■ GIVEN TEXT:
☆ ☆ ☆ ☆ ☆ ☆ ☆

When I started this blog, I had in mind posting the little everyday things so you guys back home could get a look at what my life is like. In truth, looking back over the posts, the only things that I've posted are the exciting happenings and few and far between excursions that I go on. I don't think my posting style will change as what I post are the interesting bits of my life (who wants to hear about class, studying and yet more studying!), but for this post at least I wanted to share some of the more interesting bits from my classes.
My class schedule this semester is a bit more interesting than it has been in the past because we are moving in the curriculum from the realm of normal to abnormal! We are finally studying disease and medicine versus anatomy and physiology :-). My classes are Pathology I, Bacteriology, Virology, and Pharmacology.
I think just about everyone recognizes the symbol to the left as the pharmacological symbol that appears on all medications you have ever received for yourself and any other creature whether they be child or beast. In fact, the symbol legally has to appear on all scripts tendered. Despite the widespread usage of this symbol, I'll willing to bet most don't know what it stands for. The "R" stands for the latin word Recipe meaning "to take." The x does not stand for any word but instead is an ancient symbol and represents a prayer to the Gods that the medication will find the ill and destroy it. I wonder how many people would pitch a fit and fall in it to know that the trusted symbol that is synonymous with pharmacies worldwide has such pagan backgrounds. I personally reveal in it and the fact that the profession of medicine has so many funny little hidden traditions and quirks.

☆ ☆ ☆ ☆ ☆ ☆ ☆

■ GIVEN ENTRIES:

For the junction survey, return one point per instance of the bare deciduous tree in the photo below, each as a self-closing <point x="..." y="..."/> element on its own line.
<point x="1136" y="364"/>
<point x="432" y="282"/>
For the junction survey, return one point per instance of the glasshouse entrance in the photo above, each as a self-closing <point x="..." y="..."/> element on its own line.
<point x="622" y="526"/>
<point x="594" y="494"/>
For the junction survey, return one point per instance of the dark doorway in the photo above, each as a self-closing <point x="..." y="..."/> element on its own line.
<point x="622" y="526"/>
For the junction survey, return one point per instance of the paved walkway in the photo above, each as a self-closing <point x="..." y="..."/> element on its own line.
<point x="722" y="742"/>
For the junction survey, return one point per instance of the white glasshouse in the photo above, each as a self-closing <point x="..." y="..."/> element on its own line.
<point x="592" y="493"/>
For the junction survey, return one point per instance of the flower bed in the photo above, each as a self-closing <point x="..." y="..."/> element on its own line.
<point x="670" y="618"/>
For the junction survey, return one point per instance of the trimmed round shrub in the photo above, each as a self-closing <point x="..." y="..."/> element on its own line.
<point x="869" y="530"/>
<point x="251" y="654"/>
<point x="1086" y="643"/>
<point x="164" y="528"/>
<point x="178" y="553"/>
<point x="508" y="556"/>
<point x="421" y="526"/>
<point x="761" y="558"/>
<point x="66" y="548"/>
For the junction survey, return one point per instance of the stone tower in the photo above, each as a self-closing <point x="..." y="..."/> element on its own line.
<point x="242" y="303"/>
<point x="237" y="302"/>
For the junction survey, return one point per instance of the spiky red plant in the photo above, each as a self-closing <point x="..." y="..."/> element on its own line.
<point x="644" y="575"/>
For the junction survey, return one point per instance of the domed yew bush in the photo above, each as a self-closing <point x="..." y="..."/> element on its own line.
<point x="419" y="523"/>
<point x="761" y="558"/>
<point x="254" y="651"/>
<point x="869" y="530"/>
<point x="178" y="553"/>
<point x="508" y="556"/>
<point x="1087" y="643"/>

☆ ☆ ☆ ☆ ☆ ☆ ☆

■ EXERCISE AIM: Repeat, word for word, the passage of the blog post that opens with the words "My class schedule" and closes with "Virology, and Pharmacology.".

■ SOLVED PROBLEM:
My class schedule this semester is a bit more interesting than it has been in the past because we are moving in the curriculum from the realm of normal to abnormal! We are finally studying disease and medicine versus anatomy and physiology :-). My classes are Pathology I, Bacteriology, Virology, and Pharmacology.